%%

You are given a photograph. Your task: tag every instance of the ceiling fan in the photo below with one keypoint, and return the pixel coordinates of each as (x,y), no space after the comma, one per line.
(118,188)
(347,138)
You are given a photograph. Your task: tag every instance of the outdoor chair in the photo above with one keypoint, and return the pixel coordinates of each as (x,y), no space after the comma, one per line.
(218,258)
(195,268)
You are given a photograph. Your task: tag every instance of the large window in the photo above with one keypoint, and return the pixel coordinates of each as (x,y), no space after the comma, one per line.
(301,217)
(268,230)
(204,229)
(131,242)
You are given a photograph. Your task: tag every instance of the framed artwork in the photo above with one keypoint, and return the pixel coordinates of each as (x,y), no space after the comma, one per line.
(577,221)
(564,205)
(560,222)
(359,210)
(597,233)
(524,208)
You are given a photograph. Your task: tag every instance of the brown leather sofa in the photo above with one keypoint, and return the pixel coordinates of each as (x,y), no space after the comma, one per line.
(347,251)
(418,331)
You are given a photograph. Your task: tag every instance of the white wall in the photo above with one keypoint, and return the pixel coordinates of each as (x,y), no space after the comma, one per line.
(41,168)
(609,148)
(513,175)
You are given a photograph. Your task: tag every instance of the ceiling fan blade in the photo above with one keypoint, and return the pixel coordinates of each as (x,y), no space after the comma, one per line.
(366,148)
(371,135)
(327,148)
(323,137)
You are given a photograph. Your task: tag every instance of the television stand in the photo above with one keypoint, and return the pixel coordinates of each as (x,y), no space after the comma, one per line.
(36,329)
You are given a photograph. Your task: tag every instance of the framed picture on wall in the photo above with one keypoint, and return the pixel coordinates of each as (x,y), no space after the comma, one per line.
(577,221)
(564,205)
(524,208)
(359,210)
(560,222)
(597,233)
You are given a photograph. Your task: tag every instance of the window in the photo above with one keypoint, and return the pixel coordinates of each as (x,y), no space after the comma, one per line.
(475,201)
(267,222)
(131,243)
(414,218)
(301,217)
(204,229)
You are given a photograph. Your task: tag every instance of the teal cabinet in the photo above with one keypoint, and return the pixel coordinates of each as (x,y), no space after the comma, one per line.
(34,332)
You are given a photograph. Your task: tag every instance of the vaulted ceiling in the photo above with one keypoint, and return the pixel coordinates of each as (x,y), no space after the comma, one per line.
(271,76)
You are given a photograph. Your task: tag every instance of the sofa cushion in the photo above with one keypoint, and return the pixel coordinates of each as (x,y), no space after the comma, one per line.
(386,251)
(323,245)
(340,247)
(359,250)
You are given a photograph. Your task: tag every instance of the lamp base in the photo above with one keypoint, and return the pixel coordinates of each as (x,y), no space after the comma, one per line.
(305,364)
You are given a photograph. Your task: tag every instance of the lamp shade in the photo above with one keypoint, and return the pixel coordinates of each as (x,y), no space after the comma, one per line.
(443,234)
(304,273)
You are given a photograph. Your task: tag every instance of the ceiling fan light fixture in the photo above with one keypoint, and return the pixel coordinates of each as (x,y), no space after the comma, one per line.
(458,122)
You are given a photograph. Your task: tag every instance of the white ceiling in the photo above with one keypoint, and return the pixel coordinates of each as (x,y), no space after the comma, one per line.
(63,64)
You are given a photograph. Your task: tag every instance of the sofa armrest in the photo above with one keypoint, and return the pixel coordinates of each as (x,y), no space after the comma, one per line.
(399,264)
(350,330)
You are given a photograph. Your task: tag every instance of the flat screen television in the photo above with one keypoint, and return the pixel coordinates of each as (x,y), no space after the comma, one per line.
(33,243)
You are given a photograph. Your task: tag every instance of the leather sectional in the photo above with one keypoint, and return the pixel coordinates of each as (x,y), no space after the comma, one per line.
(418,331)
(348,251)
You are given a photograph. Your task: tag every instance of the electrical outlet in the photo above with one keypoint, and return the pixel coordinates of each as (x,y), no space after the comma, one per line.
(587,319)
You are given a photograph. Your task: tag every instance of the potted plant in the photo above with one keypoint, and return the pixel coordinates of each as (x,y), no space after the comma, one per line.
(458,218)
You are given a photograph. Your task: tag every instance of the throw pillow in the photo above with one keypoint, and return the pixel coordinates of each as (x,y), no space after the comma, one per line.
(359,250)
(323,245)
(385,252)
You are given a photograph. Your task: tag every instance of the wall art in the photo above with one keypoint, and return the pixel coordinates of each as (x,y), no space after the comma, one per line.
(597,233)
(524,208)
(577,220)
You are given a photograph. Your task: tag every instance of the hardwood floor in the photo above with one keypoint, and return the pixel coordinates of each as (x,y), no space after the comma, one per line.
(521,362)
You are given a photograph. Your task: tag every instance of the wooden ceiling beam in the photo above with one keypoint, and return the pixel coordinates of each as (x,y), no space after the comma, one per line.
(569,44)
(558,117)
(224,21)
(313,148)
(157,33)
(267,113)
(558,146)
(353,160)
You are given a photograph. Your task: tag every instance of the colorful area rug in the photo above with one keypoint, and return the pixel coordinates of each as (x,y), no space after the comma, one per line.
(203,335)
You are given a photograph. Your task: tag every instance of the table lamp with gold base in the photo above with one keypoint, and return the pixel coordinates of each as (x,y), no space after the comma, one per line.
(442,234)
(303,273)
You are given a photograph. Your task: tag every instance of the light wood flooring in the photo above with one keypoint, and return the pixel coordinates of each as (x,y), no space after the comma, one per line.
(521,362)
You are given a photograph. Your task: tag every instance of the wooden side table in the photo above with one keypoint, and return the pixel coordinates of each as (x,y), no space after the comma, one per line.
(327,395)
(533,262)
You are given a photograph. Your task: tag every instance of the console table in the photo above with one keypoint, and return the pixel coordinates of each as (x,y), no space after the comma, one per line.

%%

● **WHAT THE TASK REQUIRES**: Take the lines above and print them exactly.

● **RESPONSE TO THE EXERCISE**:
You are given a photograph. Your task: tag every instance of the ceiling fan in the photo below with one keypoint, and return the pixel coordinates of each as (x,y), no space after the comma, one per line.
(118,188)
(347,138)
You are given a photograph. Your task: tag every instance of the outdoor chair in the photo above with one keypoint, and return the pixel coordinates of each as (x,y), no space after the comma, one per line.
(218,258)
(195,268)
You are given a photograph. Your task: tag every instance of the large window in the photo above with one keypoint, and return the pixel coordinates of each as (x,y), no space after the comma, one per line.
(301,217)
(268,230)
(204,229)
(131,242)
You are given a photograph. Your task: tag every instance of the framed artwork in the photo above with one keypoint, and return the pixel coordinates of each as (x,y), no space after the comma, one per line.
(577,221)
(564,205)
(560,222)
(359,210)
(597,233)
(524,208)
You are given a photograph. Your task: tag every instance of the brown leather sofa in the photo above with one keypoint, and return the pixel coordinates of each as (x,y), no space after the comma, one per line.
(347,251)
(418,331)
You are given a photograph. Your task: tag every instance of the white wall in the photo above with one keypoint, and return the pixel coordinates of each as (x,y), no space after the comma, one per line.
(41,168)
(609,148)
(513,175)
You are given a photograph. Your task: tag every instance of the ceiling fan blade in the photo above with one keypoint, and return the pixel coordinates of each as (x,y), no space after the comma, one per line.
(366,148)
(371,135)
(327,148)
(323,137)
You are given a photograph. Your task: tag every instance of the television stand in the photo above with one keypoint, and return the pixel coordinates of each as (x,y), no space after the comma, one per line.
(36,329)
You are given a photograph. Your task: tag every instance of the framed picture on wall in the photo above with one keypoint, and return the pixel coordinates of each as (x,y), no space after the comma, one per line.
(577,221)
(564,205)
(524,208)
(359,210)
(560,222)
(597,233)
You are given a photograph. Your task: tag every instance of the window in the photo above with one keypoint, and return the pixel coordinates of each as (x,y), no space after the comma, one per line.
(475,201)
(267,222)
(131,243)
(414,218)
(301,217)
(204,229)
You are given a photograph. Your task: tag every instance of the teal cabinet in the photo above with one keypoint, and return the pixel coordinates of each as (x,y), no space after the comma, one per line.
(34,332)
You are given a photograph. Your task: tag every instance of the vaulted ceiling in the photo above with one keypoint, and return the pixel coordinates of each as (x,y), no space after the comma, one per line.
(271,76)
You are given a photograph. Your task: tag every instance of the sofa cushion in the photo above with one keypoint, and return the pixel coordinates of each as (x,y), no space after the comma, one per line.
(386,251)
(323,245)
(340,247)
(359,250)
You are given a photograph. Your task: tag every instance of the lamp base in the photo above with one keypoint, and return the pixel coordinates of each as (x,y), no space after the comma, one per line.
(305,364)
You are given a photograph. Your task: tag every instance of the lamp shade in the photo above with one keypoint, and return the pixel coordinates of each as (x,y), no space after the comma, one per line.
(443,234)
(304,273)
You are given a photograph. Your task: tag every instance of the ceiling fan light fixture in the photo above with one keypoint, and return the pixel coordinates of each as (x,y), no space after the comma, one per line.
(458,122)
You are given a photograph. Your task: tag every instance of the white ceiling in the photo above with one keypoint, and return the pixel coordinates of each as (x,y), no space after the comma, one per line.
(63,64)
You are given a photograph. Your task: tag every instance of the sofa armrest in the photo above with one keypoint, and return the pixel coordinates of each as (x,y), no space after the comma, one per line.
(399,264)
(350,330)
You are given a photograph. Your task: tag every instance of the flat screen television in the photo above with one keypoint, and return the pixel coordinates of each as (x,y), no space after the comma, one per line.
(33,243)
You are given a photograph. Your task: tag every instance of the leather sectional in the photo above with one keypoint, and return the pixel coordinates of each as (x,y), no space after the comma, one per line.
(418,331)
(348,251)
You are given a photograph. Your task: tag every instance of the electrical outlet in the photo above with one keypoint, and return the pixel coordinates of each as (x,y), no space after the comma, one per line.
(587,319)
You are given a photograph. Your task: tag every instance of the potted plant in the photo above with one keypoint, and return the pixel coordinates of each as (x,y), no space after the comma, one per line.
(458,218)
You are given a photograph. Your task: tag every instance of the throw pillow in the photo above with one keypoint, and return the pixel coordinates of each as (x,y), no space after the comma, one per line.
(359,250)
(323,245)
(385,252)
You are given a photograph. Your task: tag every instance of the wall art in the photo above with one keypoint, and return the pixel coordinates of each as (x,y), no space after the comma, one per line.
(597,233)
(524,208)
(577,220)
You are given a photograph. Your task: tag every instance of the hardwood floor in the photo above with one keypoint, and return the pixel coordinates of each as (x,y), no space after the comma, one per line.
(521,362)
You are given a photograph. Your task: tag every instance of the wooden ceiling beam in the photo above with one keypoint, and return the pixel coordinates of each as (x,y), no space after the comma, one per line.
(569,44)
(558,117)
(224,21)
(313,148)
(157,33)
(267,113)
(558,146)
(353,160)
You are given a photograph. Your task: tag every instance of the colorful area rug in the photo above with one keypoint, and return the pixel coordinates of each as (x,y), no space after the comma, one per line.
(203,335)
You are given a photograph. Your task: tag every instance of the table lamp with gold base in the photo above with one keypoint, and return the pixel coordinates of each as (x,y), no space after the comma, one per line.
(442,234)
(303,273)
You are given a photograph. Your task: tag every instance of the light wood flooring in the photo above with one keypoint, and return the pixel coordinates of each as (x,y), no space after the comma, one per line.
(521,362)
You are given a photograph. Your task: tag every instance of the wooden side table in the photo above with one keypoint, and return the pixel coordinates of each as (x,y), no space after the comma, one per line.
(327,395)
(533,262)
You are given a photograph. Your task: tag every instance of the console table in the photo above with one keypoint, and return the pixel coordinates of each as (x,y), no space after the comma, one per line.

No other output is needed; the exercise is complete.